▶ [STATED GOAL] Please transcribe the listing below in full and word for word, without its pictures.

Object point labels
>> start
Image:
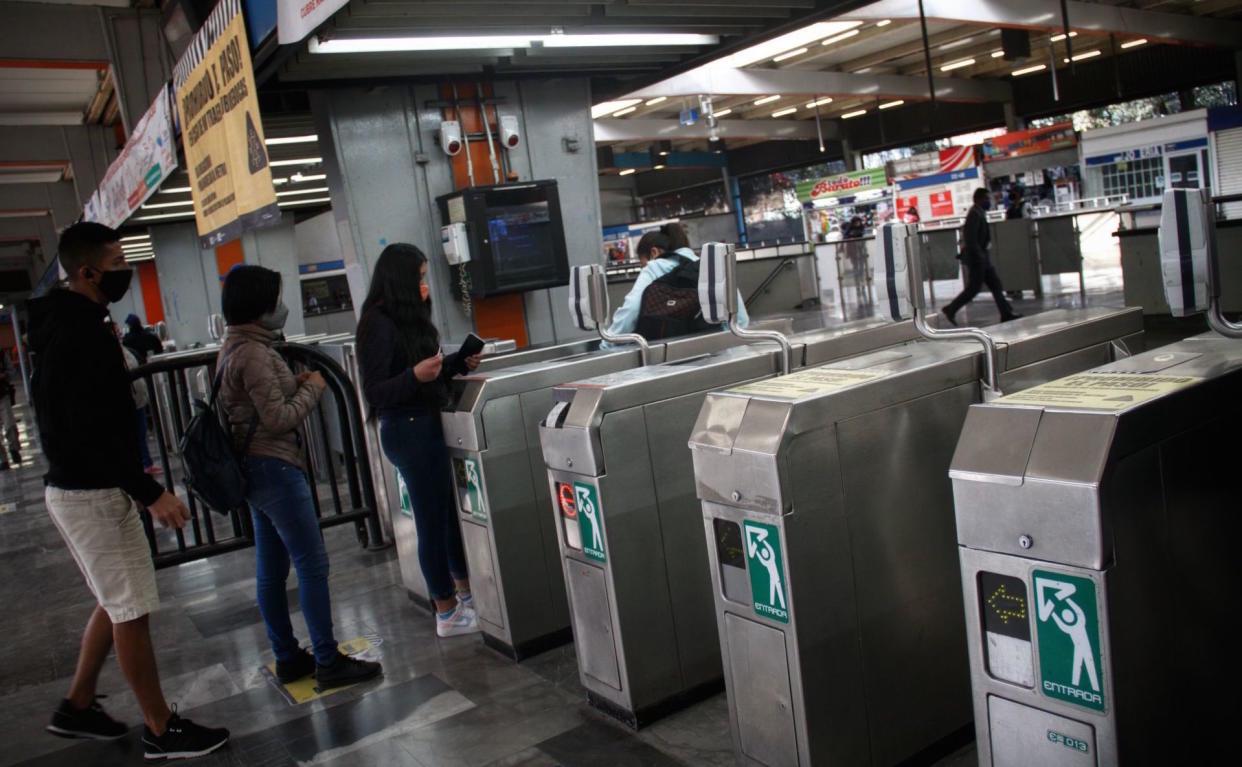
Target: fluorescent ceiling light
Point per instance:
(157, 217)
(483, 42)
(840, 37)
(292, 139)
(301, 161)
(785, 42)
(1028, 70)
(625, 40)
(317, 190)
(955, 44)
(790, 53)
(606, 108)
(958, 65)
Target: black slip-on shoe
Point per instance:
(181, 740)
(92, 722)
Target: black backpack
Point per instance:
(214, 469)
(670, 305)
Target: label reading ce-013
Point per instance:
(1107, 391)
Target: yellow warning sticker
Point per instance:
(304, 690)
(807, 382)
(1107, 391)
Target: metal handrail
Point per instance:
(203, 535)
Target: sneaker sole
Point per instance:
(183, 755)
(77, 735)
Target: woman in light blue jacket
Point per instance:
(658, 252)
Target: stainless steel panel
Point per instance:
(1028, 737)
(759, 690)
(482, 574)
(593, 623)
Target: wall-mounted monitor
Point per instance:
(517, 240)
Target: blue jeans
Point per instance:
(286, 528)
(143, 448)
(415, 444)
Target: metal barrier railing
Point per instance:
(208, 534)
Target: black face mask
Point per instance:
(114, 283)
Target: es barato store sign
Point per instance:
(221, 130)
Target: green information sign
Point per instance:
(1067, 624)
(471, 488)
(403, 495)
(766, 571)
(586, 499)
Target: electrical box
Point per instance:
(512, 235)
(455, 242)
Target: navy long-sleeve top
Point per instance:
(389, 386)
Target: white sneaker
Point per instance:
(462, 621)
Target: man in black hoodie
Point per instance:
(87, 426)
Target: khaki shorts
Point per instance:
(106, 538)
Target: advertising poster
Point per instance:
(221, 130)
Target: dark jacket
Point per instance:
(83, 407)
(257, 380)
(143, 343)
(389, 385)
(976, 236)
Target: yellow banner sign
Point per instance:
(1108, 391)
(230, 178)
(807, 382)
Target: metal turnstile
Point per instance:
(622, 494)
(831, 539)
(492, 431)
(1097, 520)
(391, 495)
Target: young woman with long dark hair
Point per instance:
(405, 382)
(266, 406)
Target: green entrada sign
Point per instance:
(586, 499)
(766, 571)
(1067, 623)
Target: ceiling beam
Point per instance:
(760, 82)
(619, 129)
(1083, 17)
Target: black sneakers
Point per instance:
(91, 722)
(345, 670)
(299, 667)
(181, 740)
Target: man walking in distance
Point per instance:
(975, 256)
(87, 425)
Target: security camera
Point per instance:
(451, 137)
(509, 134)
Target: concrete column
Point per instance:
(385, 171)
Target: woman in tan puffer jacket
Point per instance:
(266, 406)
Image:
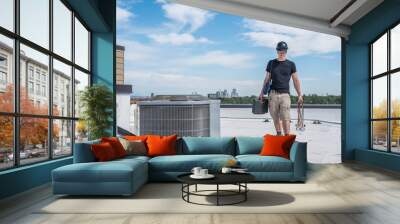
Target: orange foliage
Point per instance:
(33, 130)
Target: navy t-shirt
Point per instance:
(281, 72)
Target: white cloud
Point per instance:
(301, 42)
(222, 58)
(182, 22)
(187, 18)
(177, 39)
(176, 83)
(136, 51)
(123, 15)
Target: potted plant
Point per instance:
(96, 103)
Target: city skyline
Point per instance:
(180, 50)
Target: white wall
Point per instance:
(123, 110)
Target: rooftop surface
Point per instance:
(323, 140)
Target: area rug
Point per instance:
(166, 198)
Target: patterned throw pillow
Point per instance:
(135, 147)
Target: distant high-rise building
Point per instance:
(120, 64)
(124, 91)
(234, 93)
(225, 94)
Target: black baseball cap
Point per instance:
(282, 46)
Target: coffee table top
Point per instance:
(220, 178)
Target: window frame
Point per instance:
(388, 74)
(16, 114)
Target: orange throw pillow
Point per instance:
(103, 152)
(136, 137)
(116, 145)
(277, 145)
(161, 145)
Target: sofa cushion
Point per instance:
(135, 147)
(185, 163)
(161, 145)
(257, 163)
(277, 145)
(83, 153)
(103, 152)
(249, 145)
(112, 171)
(208, 145)
(116, 145)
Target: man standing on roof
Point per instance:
(278, 72)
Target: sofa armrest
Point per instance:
(298, 155)
(83, 152)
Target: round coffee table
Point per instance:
(238, 179)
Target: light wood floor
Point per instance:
(377, 188)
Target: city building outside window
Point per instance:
(385, 94)
(53, 133)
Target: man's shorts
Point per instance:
(279, 105)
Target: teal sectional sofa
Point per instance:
(125, 176)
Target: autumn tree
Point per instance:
(33, 131)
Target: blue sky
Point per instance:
(176, 49)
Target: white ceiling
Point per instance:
(314, 15)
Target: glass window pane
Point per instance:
(395, 135)
(81, 132)
(379, 55)
(379, 135)
(81, 81)
(62, 138)
(33, 139)
(62, 29)
(395, 94)
(6, 142)
(379, 97)
(62, 89)
(81, 45)
(34, 96)
(7, 14)
(34, 16)
(6, 74)
(395, 47)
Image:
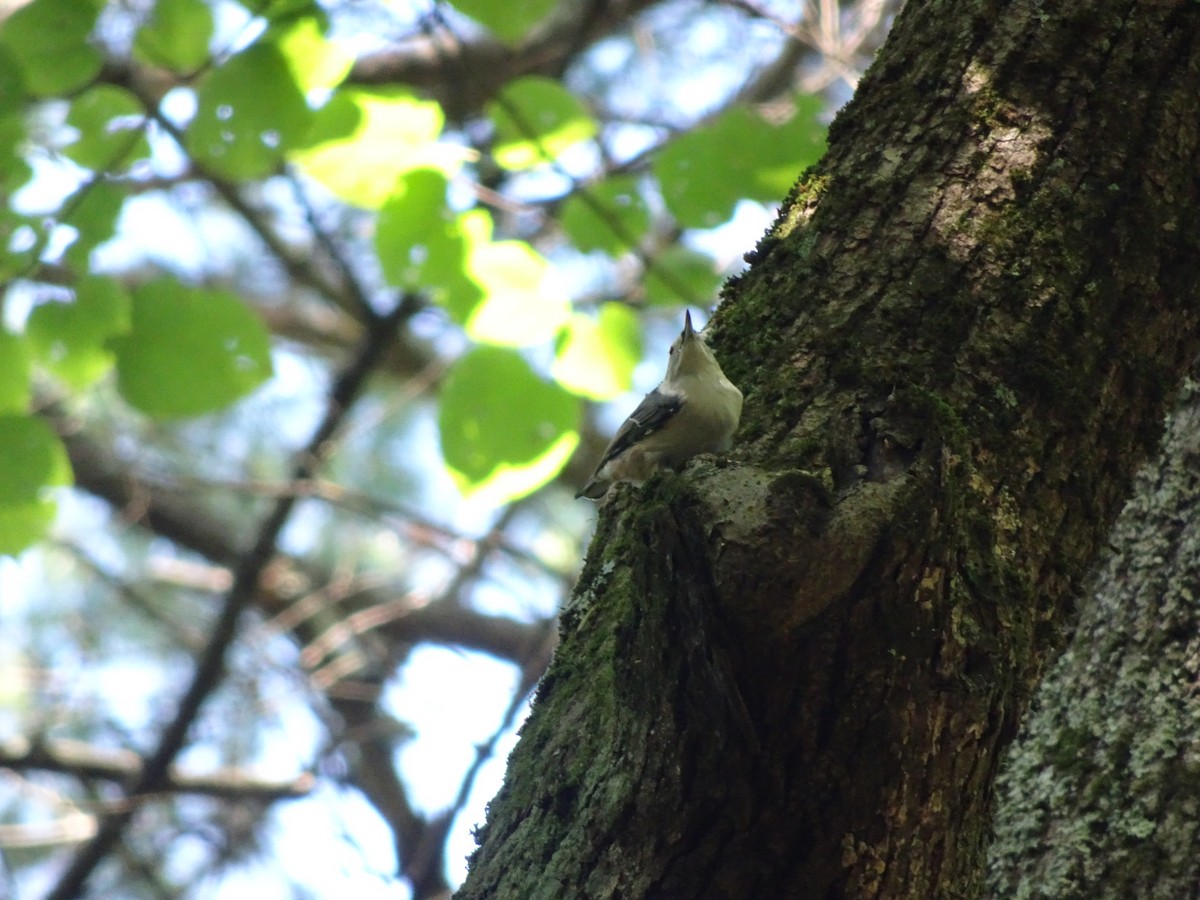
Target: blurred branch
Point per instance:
(463, 76)
(75, 757)
(247, 573)
(185, 520)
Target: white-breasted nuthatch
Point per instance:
(694, 411)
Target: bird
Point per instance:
(695, 409)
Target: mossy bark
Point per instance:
(1099, 797)
(790, 673)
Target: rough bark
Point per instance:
(791, 675)
(1099, 797)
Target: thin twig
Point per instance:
(154, 774)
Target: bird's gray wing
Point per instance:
(652, 413)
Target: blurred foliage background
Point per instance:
(315, 316)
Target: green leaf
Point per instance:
(505, 432)
(739, 156)
(537, 119)
(249, 113)
(521, 306)
(363, 141)
(507, 19)
(13, 372)
(111, 123)
(95, 217)
(48, 39)
(189, 351)
(19, 243)
(619, 222)
(417, 232)
(15, 171)
(31, 461)
(681, 276)
(70, 339)
(175, 36)
(316, 63)
(598, 358)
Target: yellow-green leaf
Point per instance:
(13, 372)
(505, 432)
(363, 141)
(31, 462)
(189, 351)
(598, 358)
(70, 340)
(175, 35)
(48, 39)
(521, 305)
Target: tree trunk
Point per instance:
(790, 675)
(1098, 798)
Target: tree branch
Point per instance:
>> end
▶ [WRITTEN RESPONSE]
Image:
Target: fluorescent ceiling light
Point per instance:
(157, 217)
(483, 42)
(840, 37)
(292, 139)
(301, 161)
(785, 42)
(1028, 70)
(625, 40)
(317, 190)
(955, 44)
(790, 53)
(606, 108)
(958, 65)
Target: black slip-on shoe
Point per instance:
(181, 740)
(92, 722)
Target: black backpack
Point per instance:
(214, 469)
(670, 305)
Target: label reading ce-013
Point per instance:
(1107, 391)
Target: yellow warning sticker
Point per instance:
(304, 690)
(807, 382)
(1107, 391)
Target: metal handrail
Point per instance:
(203, 535)
Target: sneaker sole
Point per instance:
(183, 755)
(77, 735)
Target: woman in light blue jacket
Point per instance:
(658, 252)
Target: stainless steel panel
Point per instance:
(1028, 737)
(759, 690)
(482, 574)
(593, 623)
Target: wall-mounted monitor
Point per instance:
(517, 240)
Target: blue jeans
Point per instance:
(286, 528)
(143, 448)
(415, 444)
Target: metal barrier railing
Point per instance:
(208, 534)
Target: black face mask
Point per instance:
(114, 283)
Target: es barato store sign
Point per instance:
(221, 130)
Target: green information sign
Point per instance:
(1067, 624)
(471, 488)
(403, 495)
(766, 571)
(586, 499)
Target: electrical box
Point per instance:
(512, 235)
(455, 242)
Target: navy long-sleeve top
Point per instance:
(389, 386)
Target: white sneaker
Point per instance:
(462, 621)
Target: man in black hoodie
Point per instance:
(87, 426)
Target: khaki shorts
Point per instance:
(106, 538)
Target: advertising poster
Point per instance:
(221, 130)
Target: dark jacket
Point per instance:
(83, 407)
(257, 380)
(143, 343)
(389, 385)
(976, 236)
Target: yellow banner sign
Point per instance:
(1108, 391)
(230, 178)
(807, 382)
Target: metal turnstile
Point per instance:
(622, 494)
(831, 539)
(492, 431)
(1097, 520)
(391, 495)
Target: young woman with long dark hair
Point per instance:
(405, 382)
(266, 406)
Target: green entrada sign
Point per instance:
(586, 499)
(766, 571)
(1067, 623)
Target: ceiling beam
Point per instance:
(760, 82)
(619, 129)
(1083, 17)
Target: black sneakers
Point per instance:
(91, 722)
(345, 670)
(299, 667)
(181, 740)
Target: man walking in distance
Point per instance:
(975, 256)
(87, 425)
Target: security camera
Point per instance:
(451, 137)
(509, 134)
Target: concrete column
Point per instance:
(385, 171)
Target: woman in tan puffer jacket
Point per instance:
(266, 406)
Image:
Target: orange foliage
Point per instance:
(33, 130)
Target: navy t-shirt
Point per instance:
(281, 72)
Target: white cloud
Point per instance:
(301, 42)
(222, 58)
(182, 22)
(187, 18)
(177, 39)
(176, 83)
(136, 51)
(123, 15)
Target: potted plant
Point per instance:
(96, 103)
Target: city skyline
Point per instance:
(180, 50)
Target: white wall
Point per instance:
(123, 110)
Target: rooftop surface
Point per instance:
(323, 140)
Target: area rug
Point per instance:
(166, 198)
Target: patterned throw pillow
Point per instance:
(135, 147)
Target: distant high-rise building
Point per instance:
(120, 64)
(124, 91)
(234, 93)
(225, 94)
Target: black baseball cap
Point per instance:
(282, 46)
Target: coffee table top
Point per instance:
(220, 178)
Target: window frame
Point per instance:
(388, 74)
(16, 114)
Target: orange throw pillow
Point per instance:
(103, 152)
(136, 137)
(116, 145)
(277, 145)
(161, 145)
Target: sofa cushion
Point per instance:
(135, 147)
(185, 163)
(161, 145)
(257, 163)
(277, 145)
(83, 153)
(103, 152)
(249, 145)
(112, 171)
(208, 145)
(116, 145)
Target: man standing on roof
Point per instance:
(278, 72)
Target: sofa armrest
Point per instance:
(298, 155)
(83, 152)
Target: round coffee table
Point per instance:
(238, 179)
Target: light wood floor
Point per instance:
(377, 188)
Target: city building outside window
Point per instance:
(385, 94)
(53, 133)
Target: man's shorts
Point per instance:
(279, 105)
Target: teal sectional sofa
Point per instance:
(125, 176)
Target: autumn tree
Point per instance:
(33, 131)
Target: blue sky
Point per instance:
(176, 49)
Target: white ceiling
Point per instance:
(314, 15)
Target: glass window pane
Point per instance:
(395, 135)
(81, 132)
(379, 55)
(379, 135)
(81, 81)
(62, 138)
(33, 139)
(62, 29)
(395, 94)
(6, 142)
(379, 97)
(62, 89)
(81, 45)
(34, 96)
(7, 14)
(34, 16)
(6, 74)
(395, 47)
Image:
Target: blurred branch
Point per instance:
(463, 76)
(75, 757)
(247, 573)
(185, 520)
Target: white-breasted nuthatch
Point per instance:
(694, 411)
Target: bird
Point per instance:
(695, 409)
Target: mossy bark
Point per instance:
(1099, 797)
(790, 673)
Target: rough bark
Point per instance:
(791, 675)
(1099, 797)
Target: thin twig
Point per instance:
(154, 774)
Target: bird's gray wing
Point per instance:
(652, 413)
Target: blurred foliage background
Point per instance:
(315, 316)
Target: green leaf
Point per instance:
(505, 432)
(739, 156)
(537, 119)
(249, 113)
(521, 306)
(363, 141)
(507, 19)
(13, 372)
(111, 123)
(95, 217)
(48, 39)
(189, 351)
(19, 243)
(619, 222)
(417, 232)
(15, 171)
(31, 461)
(681, 276)
(70, 339)
(175, 36)
(316, 63)
(598, 358)
Target: yellow-green leaf
Point per instance:
(13, 372)
(505, 432)
(363, 141)
(31, 462)
(189, 351)
(598, 358)
(70, 340)
(175, 35)
(48, 39)
(521, 305)
Target: tree trunk
Point per instance:
(790, 675)
(1098, 798)
Target: tree branch
Point per instance:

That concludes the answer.